**What is required**
Below are some records; quote exactly the lines from the one that contains "Please examine the following image and identify every green" through the one that contains "Please examine the image above and identify every foliage", inclusive, and no others.

☆ ☆ ☆ ☆ ☆

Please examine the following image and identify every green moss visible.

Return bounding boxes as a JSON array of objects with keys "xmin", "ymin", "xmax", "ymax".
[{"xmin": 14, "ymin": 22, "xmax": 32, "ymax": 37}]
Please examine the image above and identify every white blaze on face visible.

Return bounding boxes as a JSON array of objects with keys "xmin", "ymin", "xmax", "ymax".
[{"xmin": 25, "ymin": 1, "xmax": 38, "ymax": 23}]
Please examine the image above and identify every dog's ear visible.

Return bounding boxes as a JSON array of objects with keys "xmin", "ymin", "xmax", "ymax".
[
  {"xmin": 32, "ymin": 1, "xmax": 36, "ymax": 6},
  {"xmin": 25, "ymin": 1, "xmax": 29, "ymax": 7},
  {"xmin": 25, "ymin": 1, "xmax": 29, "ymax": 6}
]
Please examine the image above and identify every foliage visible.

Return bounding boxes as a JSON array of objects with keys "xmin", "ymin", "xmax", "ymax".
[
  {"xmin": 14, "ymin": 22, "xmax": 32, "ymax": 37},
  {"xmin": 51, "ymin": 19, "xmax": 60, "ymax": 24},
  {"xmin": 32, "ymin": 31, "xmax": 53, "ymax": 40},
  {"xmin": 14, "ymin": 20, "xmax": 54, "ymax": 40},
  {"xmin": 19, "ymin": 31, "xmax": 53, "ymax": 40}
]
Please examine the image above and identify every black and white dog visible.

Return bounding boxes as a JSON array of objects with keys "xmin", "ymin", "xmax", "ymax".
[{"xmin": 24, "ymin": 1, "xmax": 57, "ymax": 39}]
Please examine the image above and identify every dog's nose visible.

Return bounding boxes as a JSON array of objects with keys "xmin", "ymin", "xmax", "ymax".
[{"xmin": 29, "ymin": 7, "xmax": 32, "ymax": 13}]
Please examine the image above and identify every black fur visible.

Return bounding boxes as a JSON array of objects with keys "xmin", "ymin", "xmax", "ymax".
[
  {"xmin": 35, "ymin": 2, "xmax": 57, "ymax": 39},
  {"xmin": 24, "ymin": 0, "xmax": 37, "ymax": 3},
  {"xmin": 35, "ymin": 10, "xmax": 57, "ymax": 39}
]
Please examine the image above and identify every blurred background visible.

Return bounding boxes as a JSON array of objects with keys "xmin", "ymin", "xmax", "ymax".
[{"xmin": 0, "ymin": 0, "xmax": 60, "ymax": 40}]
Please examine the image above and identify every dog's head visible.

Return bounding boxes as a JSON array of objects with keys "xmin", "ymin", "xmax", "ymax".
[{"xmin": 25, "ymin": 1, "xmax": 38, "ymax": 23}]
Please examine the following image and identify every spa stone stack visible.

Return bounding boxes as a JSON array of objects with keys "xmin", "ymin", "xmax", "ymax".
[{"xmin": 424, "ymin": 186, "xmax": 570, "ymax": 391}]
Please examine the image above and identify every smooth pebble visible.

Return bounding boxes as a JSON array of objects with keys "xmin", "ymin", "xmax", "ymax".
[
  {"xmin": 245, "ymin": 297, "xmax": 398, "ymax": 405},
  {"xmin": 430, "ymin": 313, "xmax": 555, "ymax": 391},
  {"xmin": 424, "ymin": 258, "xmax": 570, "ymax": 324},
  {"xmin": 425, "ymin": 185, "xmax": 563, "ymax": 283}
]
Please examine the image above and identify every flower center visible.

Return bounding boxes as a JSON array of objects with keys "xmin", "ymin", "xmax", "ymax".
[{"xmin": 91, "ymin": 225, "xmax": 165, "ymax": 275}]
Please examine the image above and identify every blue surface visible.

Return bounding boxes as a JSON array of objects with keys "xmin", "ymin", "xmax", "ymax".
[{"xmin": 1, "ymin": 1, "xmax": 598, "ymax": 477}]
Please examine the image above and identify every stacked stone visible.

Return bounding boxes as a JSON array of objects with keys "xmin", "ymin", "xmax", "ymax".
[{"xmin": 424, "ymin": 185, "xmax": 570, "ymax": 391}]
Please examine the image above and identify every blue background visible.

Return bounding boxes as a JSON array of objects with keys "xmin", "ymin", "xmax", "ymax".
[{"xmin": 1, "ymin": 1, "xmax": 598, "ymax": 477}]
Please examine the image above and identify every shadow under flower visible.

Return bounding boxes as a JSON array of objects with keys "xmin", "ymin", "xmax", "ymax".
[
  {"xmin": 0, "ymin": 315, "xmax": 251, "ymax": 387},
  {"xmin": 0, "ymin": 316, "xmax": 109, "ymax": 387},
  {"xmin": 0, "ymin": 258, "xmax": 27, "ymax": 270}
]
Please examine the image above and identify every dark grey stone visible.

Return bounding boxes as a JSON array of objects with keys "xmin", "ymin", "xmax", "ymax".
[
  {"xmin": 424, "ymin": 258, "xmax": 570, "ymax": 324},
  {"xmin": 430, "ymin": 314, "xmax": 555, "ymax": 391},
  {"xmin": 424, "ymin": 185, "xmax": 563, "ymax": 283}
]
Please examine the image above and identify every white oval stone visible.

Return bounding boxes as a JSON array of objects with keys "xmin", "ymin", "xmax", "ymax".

☆ ☆ ☆ ☆ ☆

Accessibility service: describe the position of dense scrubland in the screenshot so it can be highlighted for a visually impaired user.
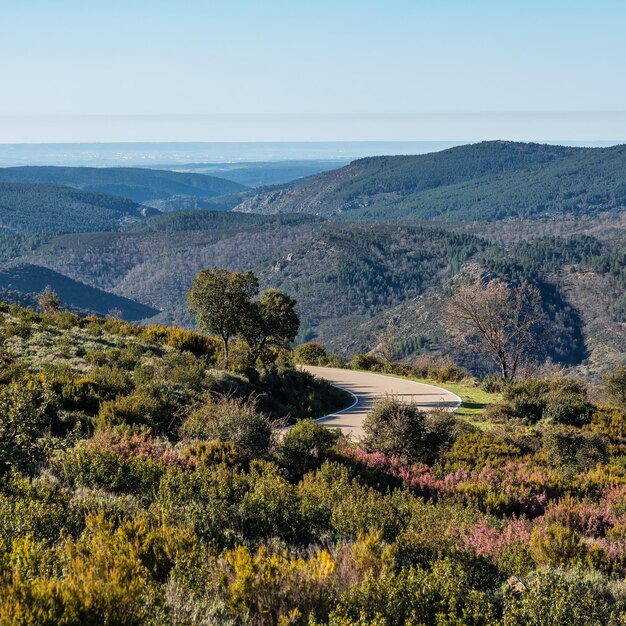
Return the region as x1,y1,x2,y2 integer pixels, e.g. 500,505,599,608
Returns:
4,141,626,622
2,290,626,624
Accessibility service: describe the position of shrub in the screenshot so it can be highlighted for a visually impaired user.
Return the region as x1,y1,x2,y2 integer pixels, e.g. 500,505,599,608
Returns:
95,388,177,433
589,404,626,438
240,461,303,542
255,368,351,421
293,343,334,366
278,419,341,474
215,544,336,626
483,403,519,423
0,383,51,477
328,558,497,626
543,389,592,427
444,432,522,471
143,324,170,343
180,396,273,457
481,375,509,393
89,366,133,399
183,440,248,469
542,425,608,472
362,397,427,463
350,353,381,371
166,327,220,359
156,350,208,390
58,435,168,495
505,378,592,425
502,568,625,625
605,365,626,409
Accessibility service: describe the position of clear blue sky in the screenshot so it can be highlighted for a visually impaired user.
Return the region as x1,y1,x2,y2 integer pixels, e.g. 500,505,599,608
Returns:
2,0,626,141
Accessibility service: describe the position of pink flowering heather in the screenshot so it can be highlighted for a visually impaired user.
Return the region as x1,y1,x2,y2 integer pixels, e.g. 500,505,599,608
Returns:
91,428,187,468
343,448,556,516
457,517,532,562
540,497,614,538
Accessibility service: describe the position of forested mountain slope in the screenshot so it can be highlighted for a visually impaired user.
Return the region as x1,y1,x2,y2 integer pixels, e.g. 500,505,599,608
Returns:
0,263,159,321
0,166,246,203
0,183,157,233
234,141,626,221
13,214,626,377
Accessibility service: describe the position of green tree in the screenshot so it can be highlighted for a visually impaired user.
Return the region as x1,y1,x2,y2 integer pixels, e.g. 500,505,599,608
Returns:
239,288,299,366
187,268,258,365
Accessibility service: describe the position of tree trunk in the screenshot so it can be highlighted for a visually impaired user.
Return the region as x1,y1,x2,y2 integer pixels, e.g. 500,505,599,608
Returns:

☆ ☆ ☆ ☆ ☆

**Output**
Please examine the following image and identify every green moss visible.

Return bounding boxes as a JSON array of objects with keys "xmin", "ymin", "xmax", "ymax".
[{"xmin": 14, "ymin": 22, "xmax": 32, "ymax": 37}]
Please examine the image above and identify every white blaze on face visible.

Return bounding boxes as a JSON array of objects with keys "xmin", "ymin", "xmax", "ymax".
[{"xmin": 25, "ymin": 1, "xmax": 38, "ymax": 23}]
Please examine the image above and identify every dog's ear visible.

Return bounding boxes as a JSON array of objects with keys "xmin", "ymin", "xmax", "ymax".
[
  {"xmin": 32, "ymin": 1, "xmax": 36, "ymax": 6},
  {"xmin": 25, "ymin": 1, "xmax": 29, "ymax": 7},
  {"xmin": 25, "ymin": 1, "xmax": 29, "ymax": 6}
]
Please examine the image above and identify every foliage visible.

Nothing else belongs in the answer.